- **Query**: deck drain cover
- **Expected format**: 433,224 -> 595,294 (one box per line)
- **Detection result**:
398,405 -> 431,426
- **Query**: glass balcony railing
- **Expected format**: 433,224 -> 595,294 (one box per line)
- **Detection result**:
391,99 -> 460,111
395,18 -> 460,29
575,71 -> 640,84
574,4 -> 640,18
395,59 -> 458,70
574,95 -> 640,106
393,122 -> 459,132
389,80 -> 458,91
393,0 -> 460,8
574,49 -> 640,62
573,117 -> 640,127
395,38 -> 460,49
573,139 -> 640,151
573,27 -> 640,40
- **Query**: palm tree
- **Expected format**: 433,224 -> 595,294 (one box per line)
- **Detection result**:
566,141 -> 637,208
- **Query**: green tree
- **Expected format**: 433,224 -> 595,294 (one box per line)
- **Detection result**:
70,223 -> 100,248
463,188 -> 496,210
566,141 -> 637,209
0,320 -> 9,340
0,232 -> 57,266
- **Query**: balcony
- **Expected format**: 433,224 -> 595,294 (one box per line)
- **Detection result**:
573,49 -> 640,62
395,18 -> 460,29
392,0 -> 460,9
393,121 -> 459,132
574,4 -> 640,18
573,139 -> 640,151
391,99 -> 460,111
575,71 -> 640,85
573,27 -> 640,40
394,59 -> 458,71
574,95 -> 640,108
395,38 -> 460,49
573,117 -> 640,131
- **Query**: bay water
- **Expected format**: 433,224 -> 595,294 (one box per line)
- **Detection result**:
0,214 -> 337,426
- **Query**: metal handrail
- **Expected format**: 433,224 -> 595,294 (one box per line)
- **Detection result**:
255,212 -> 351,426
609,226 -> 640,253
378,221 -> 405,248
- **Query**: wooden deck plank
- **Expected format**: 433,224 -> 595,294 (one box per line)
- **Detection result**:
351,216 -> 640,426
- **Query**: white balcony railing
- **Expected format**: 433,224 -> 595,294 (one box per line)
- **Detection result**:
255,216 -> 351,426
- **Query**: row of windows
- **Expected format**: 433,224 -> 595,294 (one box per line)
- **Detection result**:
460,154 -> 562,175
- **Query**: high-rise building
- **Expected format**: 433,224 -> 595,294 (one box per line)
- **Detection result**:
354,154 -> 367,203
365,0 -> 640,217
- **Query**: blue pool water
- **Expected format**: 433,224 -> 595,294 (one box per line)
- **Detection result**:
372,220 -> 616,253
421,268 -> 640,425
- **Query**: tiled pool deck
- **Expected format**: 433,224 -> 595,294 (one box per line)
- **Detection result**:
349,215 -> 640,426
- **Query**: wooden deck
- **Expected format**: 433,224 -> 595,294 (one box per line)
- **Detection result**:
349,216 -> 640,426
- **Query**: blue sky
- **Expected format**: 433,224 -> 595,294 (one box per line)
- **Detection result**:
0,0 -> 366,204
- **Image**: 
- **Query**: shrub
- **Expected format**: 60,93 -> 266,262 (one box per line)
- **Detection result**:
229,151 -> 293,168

——————————

Return every line of the records above, unchanged and in the same order.

- **Query**: deck drain cover
- **Expected format**: 433,224 -> 595,294 (one box per line)
- **Detection result**:
398,405 -> 431,426
- **Query**: glass balcony railing
- **Expected format**: 433,224 -> 595,294 (one box per line)
- **Detection result**:
391,99 -> 460,111
395,18 -> 460,29
575,71 -> 640,84
574,4 -> 640,18
395,59 -> 458,70
574,95 -> 640,106
393,122 -> 459,132
389,80 -> 458,91
393,0 -> 460,8
574,49 -> 640,62
573,117 -> 640,127
395,38 -> 460,49
573,139 -> 640,151
573,27 -> 640,40
- **Query**: palm tree
- **Expected format**: 433,224 -> 595,294 (one box per line)
- **Detection result**:
566,141 -> 637,208
- **Query**: green tree
- **Expected format**: 433,224 -> 595,294 (one box per line)
- **Detection result**:
70,223 -> 100,248
463,188 -> 496,210
566,141 -> 637,209
0,320 -> 9,340
0,232 -> 57,266
- **Query**: balcony
- **Expected format**: 433,224 -> 595,294 (one box per line)
- **Detection result**:
573,49 -> 640,62
395,18 -> 460,29
392,0 -> 460,9
393,121 -> 459,132
574,4 -> 640,18
573,139 -> 640,151
391,99 -> 460,111
575,71 -> 640,85
573,27 -> 640,40
394,59 -> 458,71
574,95 -> 640,108
395,38 -> 460,49
573,117 -> 640,131
- **Query**: bay water
- **Expected format**: 433,224 -> 595,294 (one box per line)
- **Detection result**:
0,214 -> 337,426
- **Query**: metal handrail
- **Expected format**: 433,224 -> 595,294 (one box per line)
- **Detection result**:
255,212 -> 351,426
609,226 -> 640,253
378,221 -> 405,248
- **Query**: wooden deck plank
- **Expected format**: 433,224 -> 595,294 (one box per line)
- **Detection result**:
351,216 -> 640,426
- **Query**: white balcony railing
- **Expected format**: 433,224 -> 595,294 (one box per line)
- **Detection result**:
255,216 -> 351,426
- **Query**: row of windows
- **Expected format**: 433,224 -> 595,294 (one box per line)
- **Detection result**:
460,154 -> 562,175
- **Query**: high-rise building
- **Expected format**: 433,224 -> 595,294 (one box per line)
- **Detection result**:
354,154 -> 367,203
365,0 -> 640,217
- **Query**: blue pool water
- **Expected format**: 433,224 -> 595,294 (one box per line)
- **Detection result**:
372,220 -> 616,253
421,268 -> 640,425
- **Query**: tiled pool deck
- **Expected format**: 433,224 -> 595,294 (one box per line)
- **Detection result**:
349,215 -> 640,426
- **Query**: wooden deck
- **Expected format**: 433,224 -> 595,294 (one box per line)
- **Detection result**:
349,216 -> 640,426
- **Query**: blue sky
- **Expected format**: 433,224 -> 595,294 (one box per line)
- **Detection result**:
0,0 -> 366,204
- **Image**: 
- **Query**: shrub
- **Expected format**: 60,93 -> 266,262 (one box per line)
- **Detection result**:
229,151 -> 293,168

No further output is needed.